Given problem
Rewrite all of the items below, changing every occurrence of "Reviewer note" to "Labeling instruction" and leaving all other text unchanged. Omit the pictures from your answer.

Excerpted data
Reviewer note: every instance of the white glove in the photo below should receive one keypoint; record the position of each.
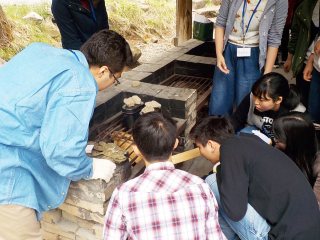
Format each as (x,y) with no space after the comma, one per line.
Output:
(262,136)
(103,169)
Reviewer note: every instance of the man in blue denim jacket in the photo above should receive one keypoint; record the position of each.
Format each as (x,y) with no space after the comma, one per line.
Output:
(77,20)
(47,99)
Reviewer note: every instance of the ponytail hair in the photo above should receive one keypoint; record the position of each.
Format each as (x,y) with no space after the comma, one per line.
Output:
(275,85)
(297,132)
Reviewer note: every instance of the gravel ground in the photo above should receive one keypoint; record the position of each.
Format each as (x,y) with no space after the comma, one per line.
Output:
(29,2)
(152,50)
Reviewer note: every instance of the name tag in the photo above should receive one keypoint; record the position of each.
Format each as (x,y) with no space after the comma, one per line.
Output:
(243,52)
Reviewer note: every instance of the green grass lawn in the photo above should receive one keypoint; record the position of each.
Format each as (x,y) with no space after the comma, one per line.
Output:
(125,17)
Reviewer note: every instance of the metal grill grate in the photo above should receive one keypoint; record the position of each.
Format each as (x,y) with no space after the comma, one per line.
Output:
(202,85)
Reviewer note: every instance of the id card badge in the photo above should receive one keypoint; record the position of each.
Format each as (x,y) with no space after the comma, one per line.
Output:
(243,52)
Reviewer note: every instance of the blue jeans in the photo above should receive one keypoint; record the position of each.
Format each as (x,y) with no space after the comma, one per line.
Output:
(251,227)
(314,96)
(233,87)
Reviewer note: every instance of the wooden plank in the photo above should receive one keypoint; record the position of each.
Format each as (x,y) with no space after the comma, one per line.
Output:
(185,156)
(183,21)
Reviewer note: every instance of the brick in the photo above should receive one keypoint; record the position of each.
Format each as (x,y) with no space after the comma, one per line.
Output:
(82,213)
(95,228)
(92,207)
(63,228)
(185,57)
(84,234)
(53,236)
(52,216)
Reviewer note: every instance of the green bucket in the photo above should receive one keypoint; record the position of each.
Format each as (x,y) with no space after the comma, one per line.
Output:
(203,31)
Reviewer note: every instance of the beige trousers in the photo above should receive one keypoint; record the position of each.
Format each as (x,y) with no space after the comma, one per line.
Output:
(18,223)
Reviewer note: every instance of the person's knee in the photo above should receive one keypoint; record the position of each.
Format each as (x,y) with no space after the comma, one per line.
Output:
(211,180)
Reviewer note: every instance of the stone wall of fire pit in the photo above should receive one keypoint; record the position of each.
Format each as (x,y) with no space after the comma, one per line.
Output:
(81,216)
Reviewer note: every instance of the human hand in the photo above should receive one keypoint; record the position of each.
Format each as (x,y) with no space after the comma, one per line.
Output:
(317,48)
(103,169)
(221,64)
(262,136)
(287,65)
(307,72)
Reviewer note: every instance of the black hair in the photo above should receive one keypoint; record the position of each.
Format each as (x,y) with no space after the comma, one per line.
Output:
(107,48)
(155,135)
(297,132)
(212,128)
(275,85)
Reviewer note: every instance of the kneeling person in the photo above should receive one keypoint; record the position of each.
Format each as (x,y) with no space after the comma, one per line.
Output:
(260,191)
(162,203)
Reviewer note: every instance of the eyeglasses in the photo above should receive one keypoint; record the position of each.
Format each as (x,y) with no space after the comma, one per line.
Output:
(116,80)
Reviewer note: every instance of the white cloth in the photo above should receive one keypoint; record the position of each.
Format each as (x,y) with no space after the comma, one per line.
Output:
(252,36)
(103,169)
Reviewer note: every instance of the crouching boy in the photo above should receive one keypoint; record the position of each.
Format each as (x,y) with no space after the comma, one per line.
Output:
(163,202)
(261,193)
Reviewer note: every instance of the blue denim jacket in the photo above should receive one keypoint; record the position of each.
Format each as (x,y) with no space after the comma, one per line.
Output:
(47,101)
(271,24)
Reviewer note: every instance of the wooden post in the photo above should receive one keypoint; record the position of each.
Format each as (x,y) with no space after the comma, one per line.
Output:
(183,21)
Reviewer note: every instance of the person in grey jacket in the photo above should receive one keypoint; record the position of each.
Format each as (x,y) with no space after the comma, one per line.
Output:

Complete response
Labeling instruction: every instance of the white glove in the photo below should receive one keypoint; record the position of each.
Format each as (x,y) with no space after the comma, one per line.
Output:
(262,136)
(103,169)
Labeling instruction: every instance of the man in blue denim jacket in the photo above should receive one keypoint; record the position of each.
Format each as (x,y) with no space after the comma, one per line.
Output:
(77,20)
(47,99)
Labeling instruction: every instance of the ponytail hair in the photo above should receive one keypoint; record the position of each.
Format each as (x,y) with no space after the comma, one per line.
Output:
(275,85)
(297,132)
Labeling instruction: every instance of the gravel ground in the photo above should receive one keypoint; record the position of each.
Format each as (x,y) with no space after the comma, one per line.
Output:
(29,2)
(152,50)
Labeling instruction: every instance of the name tag in the photo above should receive one keypoint; record the position of each.
Format each as (x,y) with no space after the comma, one per line.
Output:
(243,52)
Labeling instruction: every instance of the green grass lawn in the photo above should receive one keypoint; record the position of each.
Format each as (x,y) with no space after the comma, one per line.
Output:
(125,17)
Labeling instruction: every instance of the metal grill grate in the photo above should receive one keypoint; record the position of each.
Format each as (x,y) with no space after the comma, one per line.
Output:
(202,85)
Labeling instruction: every instance of the id card badge in the photo above should receive one keypoint; record the position of each.
Format each as (x,y) with no space after the comma, one per line.
Output:
(243,52)
Labeling instruction: every instance of the blue jeans in the photo above should receive one keypoint; record the position of each.
Format each as (x,y) with no space after the comma, one per line.
Output:
(251,227)
(314,96)
(233,87)
Labeling instruction: every instance of the wooden plank in the photo above should receive one keypoint; record the position of each.
Format each as (x,y) with no space after the comma, one per line.
Output:
(185,156)
(183,21)
Labeling instruction: every instance of the brick in the photo above should receive one keypoint; record the position of each.
Format each as (x,y) with no space after the comma, one per line.
Output:
(82,213)
(95,228)
(92,207)
(63,228)
(185,57)
(84,234)
(53,236)
(52,216)
Labeling instruction: every instance of the green bucket in the photo above should receive one keypoint; record the position of each.
Format each as (x,y) with no space after the comma, one per line.
Output:
(203,31)
Labeling instruction: every instance of the beige trousers in the photo above should receive one keypoint; record the position of each.
Format each as (x,y) with no space after the comma, one per line.
Output:
(18,223)
Labeling instruction: every instance of the person's knee in the photo above should receive one keypoint; record the position of each.
Format each as (x,y) with no space after the comma, one per line.
Output:
(211,180)
Labeling instruction: every instance of the stone wall of fire pit in the photo above should receive one keypoint; record the position of each.
Format each as (x,y) with no space after the comma, one per line.
Output:
(81,216)
Labeling instruction: every instance of the human hand in the photo above should receive one keypoint; record the position of each.
Format each as (x,y) with no space after the comma, one per line.
Output:
(317,48)
(103,169)
(221,64)
(262,136)
(287,65)
(307,72)
Labeling instruction: every instance of the black hair in the photo above should receive one keypoint; record the position of each.
Format each as (x,y) with no space after the comma, one per line.
Output:
(107,48)
(155,135)
(297,132)
(212,128)
(275,85)
Labeling instruction: every instance of the kneeling person in the photo above should receive one keypoint; record the position of each.
Format each as (x,y) with no space after the comma, one per line.
Output:
(260,191)
(162,203)
Labeling instruction: every instance of the eyeglasses in the photo above should receive one keypoint; record the position of each.
Format each as (x,y) with no space after the comma, one per line.
Output:
(116,80)
Labeling instruction: every instance of the white cloth in the photo above should receive one keypoint; record the position of each.
Format each as (x,y) with no space after the comma, one per line.
Output:
(252,36)
(103,169)
Labeling instruction: every instance of the crouching boy in the photo above should receive one keypoint; record the position of each.
Format each as (x,y) with no space after the comma, one per line.
Output:
(163,202)
(261,193)
Labeling instruction: every instance of the blue denim jacket in the photo above should receive one keypoint; record the position of each.
Format each as (x,y) with no space after the comma, one per line.
Output:
(47,101)
(271,24)
Labeling instruction: every instance of the wooden post in the photo above should receive one keypoint; record the position of each.
Format each as (x,y) with no space after the comma, one per line.
Output:
(183,21)
Labeling instruction: every instance of the person in grey jacket in the photo above should receive one keypoint; record the position of each.
Format each as (x,y) with no space after the comma, one per line.
Output:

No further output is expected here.